***** BRONTEKST

Deze kabels en leidingen kunnen met een melding afgedaan worden, mits voldaan wordt aan de artikelen 4.19 tot en met 4.30 (dit voorbehoud geldt alleen voor kabels en leidingen in de zin van de Telecommunicatiewet en voor laag- en middenspanning elektriciteitskabels).

Begripsomschrijvingen

In deze beleidsregels wordt verstaan onder:

  • a.

    Leiding: Een leiding is een buis of kabel bestemd voor transport van vloeistoffen, gassen, energie of gegevens, welke in het profiel van de weg(berm) wordt gelegd.

  • b.

    Openbare grond: Openbare wegen met inbegrip van de daartoe behorende stoepen, glooiingen, bermen, sloten, bruggen, viaducten, tunnels, duikers, beschoeiingen en andere werken.

  • c.

    Huisaansluiting: De leiding en voorzieningen die deel uitmaken van deze leiding, tussen de hoofdleiding waarvoor vergunning / melding is verleend en het aansluitpunt in de woning of het gebouw, in beheer bij de vergunninghouder/ melder.

Waar is een vergunning / melding voor mogelijk?

Wij maken onderscheid tussen:

  • 1.

    Kabels en leidingen met openbaar nut

    Hierop rust een gedoogplicht en een vergunning/meldplicht op grond van de Interim Omgevingsverordening.

  • 2.

    Kabels en leidingen voor individuele belangen

    Voor aanvragen die uitsluitend gericht zijn op de aanleg van kabels en leidingen die uitsluitend een individueel belang hebben wordt alleen bij uitzondering vergunning op grond van de Interim Omgevingsverordening verleend.

  • 3.

    Huisaansluitingen

    Bij huisaansluitingen op een kabel of leiding waarvoor vergunning / melding is verleend kan volstaan worden met een schriftelijke melding. De melding geldt voor kleinschalige werkzaamheden zoals aansluiten of wijzigen van huisaansluitingen, het aanbrengen van lasgaten buiten de verharding etc. Wanneer voor deze werkzaamheden een persing, boogzinker, boring of dergelijke binnen het Beperkingengebied beheer provinciale wegen nodig is, is vanuit verkeersveiligheid en verkeersgeleiding een vergunning / melding noodzakelijk. Ditzelfde geldt wanneer over een lengte groter dan 15 m een sleuf (nagenoeg) evenwijdig aan de weg gegraven moet worden.

**********

OPDRACHT 1
Zet de eerste regels van de gegevens om in een genummerde lijst zonder lege regels. Begin bij de eerste regel van de gegevens en houd op na de regel met "209 37 L 143".

***** OEFENGEGEVENS

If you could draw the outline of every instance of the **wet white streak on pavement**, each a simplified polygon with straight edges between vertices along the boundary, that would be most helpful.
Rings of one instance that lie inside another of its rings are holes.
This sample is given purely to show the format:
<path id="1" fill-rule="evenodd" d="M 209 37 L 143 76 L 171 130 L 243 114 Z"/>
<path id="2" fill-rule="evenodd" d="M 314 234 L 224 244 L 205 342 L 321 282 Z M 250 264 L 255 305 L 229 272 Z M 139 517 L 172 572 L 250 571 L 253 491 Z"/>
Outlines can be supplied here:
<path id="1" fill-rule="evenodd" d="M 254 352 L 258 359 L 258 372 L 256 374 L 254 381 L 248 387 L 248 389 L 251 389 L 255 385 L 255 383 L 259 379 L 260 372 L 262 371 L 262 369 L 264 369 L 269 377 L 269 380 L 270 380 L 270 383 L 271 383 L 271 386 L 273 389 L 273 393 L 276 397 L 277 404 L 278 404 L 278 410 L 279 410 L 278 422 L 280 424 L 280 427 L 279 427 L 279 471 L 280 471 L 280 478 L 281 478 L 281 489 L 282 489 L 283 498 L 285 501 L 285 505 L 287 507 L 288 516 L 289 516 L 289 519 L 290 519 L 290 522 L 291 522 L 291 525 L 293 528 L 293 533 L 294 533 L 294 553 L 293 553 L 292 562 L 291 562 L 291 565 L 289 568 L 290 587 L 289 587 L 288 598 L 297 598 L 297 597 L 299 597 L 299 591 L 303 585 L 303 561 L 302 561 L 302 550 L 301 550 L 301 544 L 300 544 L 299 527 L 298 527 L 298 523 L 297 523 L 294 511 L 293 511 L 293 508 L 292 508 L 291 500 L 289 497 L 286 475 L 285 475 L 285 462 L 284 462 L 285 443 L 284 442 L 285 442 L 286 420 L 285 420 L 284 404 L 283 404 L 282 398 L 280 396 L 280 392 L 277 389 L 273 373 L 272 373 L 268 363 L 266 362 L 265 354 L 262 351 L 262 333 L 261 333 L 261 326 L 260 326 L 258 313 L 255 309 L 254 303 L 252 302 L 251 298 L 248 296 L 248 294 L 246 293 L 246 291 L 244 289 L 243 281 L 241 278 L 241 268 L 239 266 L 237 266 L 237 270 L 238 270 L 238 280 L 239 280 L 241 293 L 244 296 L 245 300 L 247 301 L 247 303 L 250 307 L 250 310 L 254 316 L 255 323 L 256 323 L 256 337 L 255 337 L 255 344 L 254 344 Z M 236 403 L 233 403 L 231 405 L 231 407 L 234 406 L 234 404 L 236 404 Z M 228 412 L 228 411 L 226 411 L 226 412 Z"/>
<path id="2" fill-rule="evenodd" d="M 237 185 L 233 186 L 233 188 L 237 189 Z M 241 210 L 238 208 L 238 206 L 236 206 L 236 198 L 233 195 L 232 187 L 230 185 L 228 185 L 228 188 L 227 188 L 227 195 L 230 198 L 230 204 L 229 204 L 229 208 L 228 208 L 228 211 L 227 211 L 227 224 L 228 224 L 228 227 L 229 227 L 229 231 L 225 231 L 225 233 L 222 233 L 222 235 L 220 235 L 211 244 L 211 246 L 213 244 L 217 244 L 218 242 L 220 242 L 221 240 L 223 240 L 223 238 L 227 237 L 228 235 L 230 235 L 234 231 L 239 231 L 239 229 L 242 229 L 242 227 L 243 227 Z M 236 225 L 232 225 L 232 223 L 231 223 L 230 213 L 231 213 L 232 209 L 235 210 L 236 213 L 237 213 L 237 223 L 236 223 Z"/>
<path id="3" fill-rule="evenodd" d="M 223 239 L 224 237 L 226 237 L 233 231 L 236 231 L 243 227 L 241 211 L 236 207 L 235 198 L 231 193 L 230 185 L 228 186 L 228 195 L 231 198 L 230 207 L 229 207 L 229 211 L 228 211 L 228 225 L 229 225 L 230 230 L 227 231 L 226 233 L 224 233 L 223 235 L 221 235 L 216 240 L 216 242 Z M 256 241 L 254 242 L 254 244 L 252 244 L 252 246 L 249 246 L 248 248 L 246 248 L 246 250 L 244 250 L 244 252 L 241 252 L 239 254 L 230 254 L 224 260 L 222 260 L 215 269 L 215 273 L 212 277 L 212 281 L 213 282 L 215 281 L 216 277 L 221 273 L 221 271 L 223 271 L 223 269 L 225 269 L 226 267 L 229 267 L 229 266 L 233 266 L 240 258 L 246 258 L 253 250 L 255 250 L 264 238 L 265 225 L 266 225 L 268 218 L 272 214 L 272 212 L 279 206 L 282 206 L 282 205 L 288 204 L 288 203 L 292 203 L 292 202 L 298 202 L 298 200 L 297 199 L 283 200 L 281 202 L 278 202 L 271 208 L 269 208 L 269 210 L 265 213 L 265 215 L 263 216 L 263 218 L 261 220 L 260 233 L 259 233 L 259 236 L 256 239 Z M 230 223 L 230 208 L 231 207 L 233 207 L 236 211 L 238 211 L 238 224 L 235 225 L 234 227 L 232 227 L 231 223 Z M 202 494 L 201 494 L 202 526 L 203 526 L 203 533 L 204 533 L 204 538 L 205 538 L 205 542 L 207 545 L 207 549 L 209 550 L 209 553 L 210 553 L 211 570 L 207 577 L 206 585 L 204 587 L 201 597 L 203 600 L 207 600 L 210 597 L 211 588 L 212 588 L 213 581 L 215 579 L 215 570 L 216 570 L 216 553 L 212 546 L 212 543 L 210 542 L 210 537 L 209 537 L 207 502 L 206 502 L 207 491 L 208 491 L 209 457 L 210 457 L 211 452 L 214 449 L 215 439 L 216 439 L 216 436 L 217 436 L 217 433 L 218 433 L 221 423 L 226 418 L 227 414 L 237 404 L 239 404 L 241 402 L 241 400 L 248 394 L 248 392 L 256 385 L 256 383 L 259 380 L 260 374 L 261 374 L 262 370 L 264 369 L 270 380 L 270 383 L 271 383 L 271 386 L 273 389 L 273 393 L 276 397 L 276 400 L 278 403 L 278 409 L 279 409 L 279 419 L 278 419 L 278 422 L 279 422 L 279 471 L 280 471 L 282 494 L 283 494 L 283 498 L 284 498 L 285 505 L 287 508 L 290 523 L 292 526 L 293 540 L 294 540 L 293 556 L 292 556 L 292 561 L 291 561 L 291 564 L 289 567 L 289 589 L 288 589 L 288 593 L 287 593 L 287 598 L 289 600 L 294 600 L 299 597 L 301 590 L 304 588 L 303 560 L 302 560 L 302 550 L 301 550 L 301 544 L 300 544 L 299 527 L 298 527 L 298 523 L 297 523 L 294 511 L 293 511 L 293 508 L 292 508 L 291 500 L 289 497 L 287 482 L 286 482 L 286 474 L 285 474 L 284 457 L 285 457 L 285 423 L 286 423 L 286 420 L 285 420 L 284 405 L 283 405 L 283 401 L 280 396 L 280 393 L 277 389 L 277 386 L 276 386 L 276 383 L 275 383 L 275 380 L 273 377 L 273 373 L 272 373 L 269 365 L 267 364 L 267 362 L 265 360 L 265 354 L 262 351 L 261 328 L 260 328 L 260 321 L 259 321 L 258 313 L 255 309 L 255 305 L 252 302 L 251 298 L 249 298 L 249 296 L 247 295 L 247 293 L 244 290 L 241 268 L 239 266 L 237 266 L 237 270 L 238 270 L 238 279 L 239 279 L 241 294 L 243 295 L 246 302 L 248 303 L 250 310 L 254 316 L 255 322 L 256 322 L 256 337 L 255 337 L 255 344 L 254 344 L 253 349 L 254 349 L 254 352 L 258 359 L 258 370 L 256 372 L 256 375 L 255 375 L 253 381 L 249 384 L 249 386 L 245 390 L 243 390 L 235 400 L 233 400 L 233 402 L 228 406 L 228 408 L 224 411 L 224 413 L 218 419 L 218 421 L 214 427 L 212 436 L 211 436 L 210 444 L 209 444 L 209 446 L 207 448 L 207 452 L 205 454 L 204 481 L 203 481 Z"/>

**********

OPDRACHT 2
Stemmen de volgende beweringen overeen met de tekst over kabels en leidingen? Antwoord per bewering met ja of nee en citeer letterlijk de woorden uit de tekst die de doorslag geven.
(a) Bij een huisaansluiting op een kabel of leiding waarvoor vergunning of melding is verleend, is een schriftelijke melding voldoende.
(b) Voor kabels en leidingen die alleen een individueel belang dienen, wordt altijd vergunning verleend.
(c) Bermen vallen onder openbare grond.

VOLLEDIG ANTWOORD 1
1. If you could draw the outline of every instance of the **wet white streak on pavement**, each a simplified polygon with straight edges between vertices along the boundary, that would be most helpful.
2. Rings of one instance that lie inside another of its rings are holes.
3. This sample is given purely to show the format:
4. <path id="1" fill-rule="evenodd" d="M 209 37 L 143 76 L 171 130 L 243 114 Z"/>

VOLLEDIG ANTWOORD 2
(a) Ja: "Bij huisaansluitingen op een kabel of leiding waarvoor vergunning / melding is verleend kan volstaan worden met een schriftelijke melding."
(b) Nee: "wordt alleen bij uitzondering vergunning op grond van de Interim Omgevingsverordening verleend."
(c) Ja: "Openbare wegen met inbegrip van de daartoe behorende stoepen, glooiingen, bermen"